Supplied passage:
═══
Published: 18 January 2002

Abstract

Background

Circadian clocks are biological oscillators that regulate molecular, physiological, and behavioral rhythms in a wide variety of organisms. While behavioral rhythms are typically monitored over many cycles, a similar approach to molecular rhythms was not possible until recently; the advent of real-time analysis using transgenic reporters now permits the observations of molecular rhythms over many cycles as well. This development suggests that new details about the relationship between molecular and behavioral rhythms may be revealed. Even so, behavioral and molecular rhythmicity have been analyzed using different methods, making such comparisons difficult to achieve. To address this shortcoming, among others, we developed a set of integrated analytical tools to unify the analysis of biological rhythms across modalities.

Results

We demonstrate an adaptation of digital signal analysis that allows similar treatment of both behavioral and molecular data from our studies of Drosophila. For both types of data, we apply digital filters to extract and clarify details of interest; we employ methods of autocorrelation and spectral analysis to assess rhythmicity and estimate the period; we evaluate phase shifts using crosscorrelation; and we use circular statistics to extract information about phase.

Conclusion

Using data generated by our investigation of rhythms in Drosophila we demonstrate how a unique aggregation of analytical tools may be used to analyze and compare behavioral and molecular rhythms. These methods are shown to be versatile and will also be adaptable to further experiments, owing in part to the non-proprietary nature of the code we have developed.
═══
Extracted material:

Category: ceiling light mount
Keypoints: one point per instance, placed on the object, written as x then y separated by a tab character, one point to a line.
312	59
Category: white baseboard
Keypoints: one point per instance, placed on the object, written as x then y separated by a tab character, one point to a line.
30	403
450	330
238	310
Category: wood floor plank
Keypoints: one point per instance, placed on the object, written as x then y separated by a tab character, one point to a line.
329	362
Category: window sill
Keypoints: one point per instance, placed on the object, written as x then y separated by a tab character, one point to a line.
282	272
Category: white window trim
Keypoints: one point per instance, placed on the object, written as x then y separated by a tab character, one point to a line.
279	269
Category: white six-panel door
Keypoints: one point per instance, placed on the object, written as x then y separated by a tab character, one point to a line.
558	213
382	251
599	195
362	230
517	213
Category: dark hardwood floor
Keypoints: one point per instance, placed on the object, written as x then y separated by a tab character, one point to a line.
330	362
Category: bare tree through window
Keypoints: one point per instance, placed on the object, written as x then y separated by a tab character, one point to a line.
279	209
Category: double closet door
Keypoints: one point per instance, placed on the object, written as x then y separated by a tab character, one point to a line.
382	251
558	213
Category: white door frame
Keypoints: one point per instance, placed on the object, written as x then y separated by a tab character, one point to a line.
═══
Exercise A:
Decide whether each statement agrees with the abstract on circadian rhythm analysis. Answer yes or no for each, and quote the deciding words of the abstract. (i) Phase shifts are evaluated using crosscorrelation. (ii) Behavioral and molecular rhythmicity have been analyzed using the same methods. (iii) The code the authors developed is proprietary.
Exercise B:
Copy the part of the circadian rhythm abstract from "Using data generated" to "we have developed.", word for word.

Written solution A:
(i) Yes: "we evaluate phase shifts using crosscorrelation"
(ii) No: "behavioral and molecular rhythmicity have been analyzed using different methods"
(iii) No: "owing in part to the non-proprietary nature of the code we have developed"

Written solution B:
Using data generated by our investigation of rhythms in Drosophila we demonstrate how a unique aggregation of analytical tools may be used to analyze and compare behavioral and molecular rhythms. These methods are shown to be versatile and will also be adaptable to further experiments, owing in part to the non-proprietary nature of the code we have developed.